→ **Work to complete**
Return every line of the records that contains the string "surface", treating case as significant.

(A block of data)
++++++++

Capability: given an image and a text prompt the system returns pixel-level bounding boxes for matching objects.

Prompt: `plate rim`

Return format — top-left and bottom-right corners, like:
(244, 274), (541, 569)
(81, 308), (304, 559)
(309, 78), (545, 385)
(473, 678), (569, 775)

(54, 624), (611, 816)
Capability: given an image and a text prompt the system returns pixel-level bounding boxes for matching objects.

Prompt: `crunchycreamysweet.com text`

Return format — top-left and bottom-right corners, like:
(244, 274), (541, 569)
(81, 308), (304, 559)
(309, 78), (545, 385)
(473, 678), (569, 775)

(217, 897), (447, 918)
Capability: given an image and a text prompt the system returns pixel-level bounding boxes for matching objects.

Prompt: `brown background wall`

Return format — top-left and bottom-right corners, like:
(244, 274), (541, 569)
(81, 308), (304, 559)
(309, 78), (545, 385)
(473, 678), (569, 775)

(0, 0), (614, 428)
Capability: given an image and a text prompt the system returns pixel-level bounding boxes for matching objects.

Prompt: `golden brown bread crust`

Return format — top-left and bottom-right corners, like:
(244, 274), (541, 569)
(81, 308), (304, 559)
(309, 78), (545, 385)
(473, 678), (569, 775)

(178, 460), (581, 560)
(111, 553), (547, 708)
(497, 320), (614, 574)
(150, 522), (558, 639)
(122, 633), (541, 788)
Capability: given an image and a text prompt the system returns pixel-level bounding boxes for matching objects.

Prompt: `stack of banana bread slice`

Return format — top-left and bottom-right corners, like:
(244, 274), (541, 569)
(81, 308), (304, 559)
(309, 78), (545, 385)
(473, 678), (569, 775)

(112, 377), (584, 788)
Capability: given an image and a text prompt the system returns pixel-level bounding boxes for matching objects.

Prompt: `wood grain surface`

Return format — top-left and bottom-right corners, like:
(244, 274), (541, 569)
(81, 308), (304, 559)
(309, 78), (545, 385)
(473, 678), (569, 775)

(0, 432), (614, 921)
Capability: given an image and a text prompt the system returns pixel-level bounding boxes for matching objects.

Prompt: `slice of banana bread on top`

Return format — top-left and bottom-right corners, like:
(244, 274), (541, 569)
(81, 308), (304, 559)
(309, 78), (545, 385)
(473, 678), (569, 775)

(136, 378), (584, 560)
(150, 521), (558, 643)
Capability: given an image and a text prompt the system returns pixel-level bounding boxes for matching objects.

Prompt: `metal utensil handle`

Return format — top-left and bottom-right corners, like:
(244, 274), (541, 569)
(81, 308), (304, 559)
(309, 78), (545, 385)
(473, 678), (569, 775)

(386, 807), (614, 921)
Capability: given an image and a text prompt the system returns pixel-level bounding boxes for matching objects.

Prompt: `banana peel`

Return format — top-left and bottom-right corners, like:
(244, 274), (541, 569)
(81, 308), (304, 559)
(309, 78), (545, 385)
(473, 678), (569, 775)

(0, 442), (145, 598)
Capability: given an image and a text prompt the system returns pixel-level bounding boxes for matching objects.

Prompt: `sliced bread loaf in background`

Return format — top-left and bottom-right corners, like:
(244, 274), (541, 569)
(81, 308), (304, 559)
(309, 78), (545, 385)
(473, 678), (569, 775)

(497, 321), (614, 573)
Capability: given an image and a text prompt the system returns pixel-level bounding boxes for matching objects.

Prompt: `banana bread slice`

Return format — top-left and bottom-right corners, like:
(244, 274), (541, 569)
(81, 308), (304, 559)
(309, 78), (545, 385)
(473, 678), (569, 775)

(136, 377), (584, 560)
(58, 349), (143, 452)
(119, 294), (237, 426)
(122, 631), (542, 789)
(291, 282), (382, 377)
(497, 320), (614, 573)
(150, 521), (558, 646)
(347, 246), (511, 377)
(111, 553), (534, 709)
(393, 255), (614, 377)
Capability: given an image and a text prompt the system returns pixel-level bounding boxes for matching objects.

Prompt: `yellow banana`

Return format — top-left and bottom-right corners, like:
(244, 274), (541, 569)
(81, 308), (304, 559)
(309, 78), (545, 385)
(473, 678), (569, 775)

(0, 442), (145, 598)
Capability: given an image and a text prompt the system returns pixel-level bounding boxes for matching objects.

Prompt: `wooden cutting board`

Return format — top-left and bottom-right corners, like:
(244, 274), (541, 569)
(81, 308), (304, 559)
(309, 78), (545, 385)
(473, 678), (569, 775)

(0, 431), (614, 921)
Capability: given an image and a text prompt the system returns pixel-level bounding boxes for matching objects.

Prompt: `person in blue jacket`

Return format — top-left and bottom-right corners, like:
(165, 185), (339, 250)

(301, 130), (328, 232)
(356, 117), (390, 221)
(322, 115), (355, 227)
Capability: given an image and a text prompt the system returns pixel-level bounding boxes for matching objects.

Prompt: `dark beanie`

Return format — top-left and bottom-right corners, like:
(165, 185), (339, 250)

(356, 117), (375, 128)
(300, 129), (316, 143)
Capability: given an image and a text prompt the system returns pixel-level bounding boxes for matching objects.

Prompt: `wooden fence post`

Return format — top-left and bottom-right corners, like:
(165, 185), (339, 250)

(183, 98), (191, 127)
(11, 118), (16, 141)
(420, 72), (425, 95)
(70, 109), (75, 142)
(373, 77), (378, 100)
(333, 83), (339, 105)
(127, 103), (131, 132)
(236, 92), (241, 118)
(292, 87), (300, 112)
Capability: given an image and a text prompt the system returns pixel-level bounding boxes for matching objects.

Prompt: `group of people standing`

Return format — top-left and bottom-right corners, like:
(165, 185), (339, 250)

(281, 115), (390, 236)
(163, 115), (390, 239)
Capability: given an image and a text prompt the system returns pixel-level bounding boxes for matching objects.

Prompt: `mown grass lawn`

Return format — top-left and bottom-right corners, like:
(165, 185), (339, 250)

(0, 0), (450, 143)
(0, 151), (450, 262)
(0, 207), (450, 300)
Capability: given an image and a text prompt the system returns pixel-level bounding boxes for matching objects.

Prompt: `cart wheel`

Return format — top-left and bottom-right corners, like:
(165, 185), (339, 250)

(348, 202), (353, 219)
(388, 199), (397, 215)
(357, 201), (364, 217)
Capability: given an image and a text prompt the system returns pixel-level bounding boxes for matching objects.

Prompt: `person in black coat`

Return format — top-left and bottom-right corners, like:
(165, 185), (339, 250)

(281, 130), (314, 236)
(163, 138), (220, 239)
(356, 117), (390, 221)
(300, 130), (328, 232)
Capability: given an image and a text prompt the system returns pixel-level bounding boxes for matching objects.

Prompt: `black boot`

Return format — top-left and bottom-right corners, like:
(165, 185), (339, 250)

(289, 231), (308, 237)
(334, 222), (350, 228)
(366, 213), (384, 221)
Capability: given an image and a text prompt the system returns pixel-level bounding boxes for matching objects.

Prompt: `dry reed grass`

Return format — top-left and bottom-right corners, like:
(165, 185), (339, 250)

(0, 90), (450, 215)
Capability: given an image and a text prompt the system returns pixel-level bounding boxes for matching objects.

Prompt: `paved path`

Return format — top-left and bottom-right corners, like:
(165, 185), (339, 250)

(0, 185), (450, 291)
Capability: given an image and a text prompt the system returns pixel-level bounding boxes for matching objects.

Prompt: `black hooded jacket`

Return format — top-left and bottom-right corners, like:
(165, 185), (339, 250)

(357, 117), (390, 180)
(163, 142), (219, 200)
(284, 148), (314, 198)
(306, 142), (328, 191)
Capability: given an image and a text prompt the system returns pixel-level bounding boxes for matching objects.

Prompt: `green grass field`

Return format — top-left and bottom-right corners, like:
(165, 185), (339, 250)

++++++++

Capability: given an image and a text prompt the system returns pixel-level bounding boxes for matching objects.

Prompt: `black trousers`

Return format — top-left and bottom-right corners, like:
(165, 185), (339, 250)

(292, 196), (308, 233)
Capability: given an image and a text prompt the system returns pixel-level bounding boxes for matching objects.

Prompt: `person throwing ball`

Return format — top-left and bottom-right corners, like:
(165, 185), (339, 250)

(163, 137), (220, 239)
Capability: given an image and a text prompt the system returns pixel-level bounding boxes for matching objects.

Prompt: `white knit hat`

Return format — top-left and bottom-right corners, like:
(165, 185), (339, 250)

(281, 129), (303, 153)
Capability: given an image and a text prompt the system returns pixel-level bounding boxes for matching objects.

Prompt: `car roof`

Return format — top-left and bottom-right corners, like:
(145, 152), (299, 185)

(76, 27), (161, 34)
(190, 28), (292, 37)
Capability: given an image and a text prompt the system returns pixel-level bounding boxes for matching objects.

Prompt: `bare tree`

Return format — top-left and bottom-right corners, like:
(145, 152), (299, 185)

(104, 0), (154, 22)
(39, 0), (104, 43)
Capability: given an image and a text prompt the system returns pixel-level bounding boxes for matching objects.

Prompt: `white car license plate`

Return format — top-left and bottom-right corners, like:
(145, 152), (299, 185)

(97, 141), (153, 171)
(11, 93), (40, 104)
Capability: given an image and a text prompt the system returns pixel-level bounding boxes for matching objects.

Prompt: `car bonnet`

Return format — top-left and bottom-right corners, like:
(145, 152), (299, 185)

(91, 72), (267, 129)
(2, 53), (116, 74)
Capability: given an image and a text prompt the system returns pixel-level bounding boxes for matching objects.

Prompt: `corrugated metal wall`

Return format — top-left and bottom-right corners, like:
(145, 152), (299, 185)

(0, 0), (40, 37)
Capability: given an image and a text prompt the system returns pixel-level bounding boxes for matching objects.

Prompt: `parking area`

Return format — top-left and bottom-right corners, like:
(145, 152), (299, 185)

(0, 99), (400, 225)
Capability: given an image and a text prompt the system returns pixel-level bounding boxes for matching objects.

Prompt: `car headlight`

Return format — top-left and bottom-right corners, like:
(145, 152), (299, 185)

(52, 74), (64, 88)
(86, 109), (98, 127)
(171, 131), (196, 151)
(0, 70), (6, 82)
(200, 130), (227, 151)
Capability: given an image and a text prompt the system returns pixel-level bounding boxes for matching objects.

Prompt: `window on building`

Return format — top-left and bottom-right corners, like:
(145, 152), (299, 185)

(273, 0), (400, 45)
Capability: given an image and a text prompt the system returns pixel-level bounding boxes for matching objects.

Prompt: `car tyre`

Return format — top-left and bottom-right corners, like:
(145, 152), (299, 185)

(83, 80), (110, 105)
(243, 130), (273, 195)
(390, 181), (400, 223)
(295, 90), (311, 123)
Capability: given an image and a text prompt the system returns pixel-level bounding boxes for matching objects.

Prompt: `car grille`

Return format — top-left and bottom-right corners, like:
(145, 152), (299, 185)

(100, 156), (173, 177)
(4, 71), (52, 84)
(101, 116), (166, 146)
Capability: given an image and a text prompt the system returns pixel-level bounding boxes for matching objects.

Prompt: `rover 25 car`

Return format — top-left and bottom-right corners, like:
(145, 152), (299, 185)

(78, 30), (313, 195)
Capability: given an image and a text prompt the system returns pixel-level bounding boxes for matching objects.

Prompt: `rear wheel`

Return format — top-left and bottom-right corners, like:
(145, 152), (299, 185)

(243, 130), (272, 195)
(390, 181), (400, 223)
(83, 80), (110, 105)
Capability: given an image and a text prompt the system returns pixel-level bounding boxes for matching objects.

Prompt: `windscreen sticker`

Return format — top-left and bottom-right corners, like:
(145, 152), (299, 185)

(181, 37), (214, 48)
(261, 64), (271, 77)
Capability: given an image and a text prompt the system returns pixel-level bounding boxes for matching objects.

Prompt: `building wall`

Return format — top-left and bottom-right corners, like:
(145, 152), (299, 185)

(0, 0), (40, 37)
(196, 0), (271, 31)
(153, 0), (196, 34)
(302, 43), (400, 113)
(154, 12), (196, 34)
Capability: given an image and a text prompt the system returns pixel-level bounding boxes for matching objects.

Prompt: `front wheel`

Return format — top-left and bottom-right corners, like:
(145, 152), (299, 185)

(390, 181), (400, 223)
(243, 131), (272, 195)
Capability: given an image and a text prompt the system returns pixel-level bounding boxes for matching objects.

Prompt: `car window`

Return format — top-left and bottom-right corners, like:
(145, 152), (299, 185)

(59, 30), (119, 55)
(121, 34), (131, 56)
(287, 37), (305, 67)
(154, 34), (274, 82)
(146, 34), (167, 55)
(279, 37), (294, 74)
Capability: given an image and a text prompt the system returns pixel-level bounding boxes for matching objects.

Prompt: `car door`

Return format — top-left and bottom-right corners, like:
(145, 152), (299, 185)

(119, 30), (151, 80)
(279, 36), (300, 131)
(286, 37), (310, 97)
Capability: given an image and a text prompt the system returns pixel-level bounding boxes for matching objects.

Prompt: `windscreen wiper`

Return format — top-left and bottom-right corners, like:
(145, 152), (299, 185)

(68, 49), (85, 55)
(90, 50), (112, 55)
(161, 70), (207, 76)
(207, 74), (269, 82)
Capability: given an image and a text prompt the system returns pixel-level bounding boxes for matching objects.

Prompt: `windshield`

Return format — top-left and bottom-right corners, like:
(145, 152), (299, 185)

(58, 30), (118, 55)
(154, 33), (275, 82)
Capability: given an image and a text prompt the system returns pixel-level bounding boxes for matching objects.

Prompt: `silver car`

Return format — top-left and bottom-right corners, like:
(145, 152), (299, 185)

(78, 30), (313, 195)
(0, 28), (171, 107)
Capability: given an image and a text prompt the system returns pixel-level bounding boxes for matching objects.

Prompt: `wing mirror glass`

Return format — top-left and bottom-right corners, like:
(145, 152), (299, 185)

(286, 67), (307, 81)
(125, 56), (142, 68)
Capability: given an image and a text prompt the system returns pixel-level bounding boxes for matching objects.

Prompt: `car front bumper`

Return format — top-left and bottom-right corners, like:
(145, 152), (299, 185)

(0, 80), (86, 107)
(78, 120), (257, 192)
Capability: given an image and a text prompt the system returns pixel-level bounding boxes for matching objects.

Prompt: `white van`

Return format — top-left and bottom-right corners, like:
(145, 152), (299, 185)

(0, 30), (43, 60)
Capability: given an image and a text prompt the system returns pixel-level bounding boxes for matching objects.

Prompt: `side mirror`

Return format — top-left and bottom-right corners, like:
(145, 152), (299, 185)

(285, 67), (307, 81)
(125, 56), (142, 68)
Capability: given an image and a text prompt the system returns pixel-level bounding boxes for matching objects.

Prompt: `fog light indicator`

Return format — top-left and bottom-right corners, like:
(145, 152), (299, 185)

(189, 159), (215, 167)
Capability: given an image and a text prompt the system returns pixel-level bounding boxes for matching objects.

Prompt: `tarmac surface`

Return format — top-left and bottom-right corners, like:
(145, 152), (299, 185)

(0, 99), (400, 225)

++++++++

→ **Result**
Prompt: `wood grain surface`
Prompt: `tarmac surface`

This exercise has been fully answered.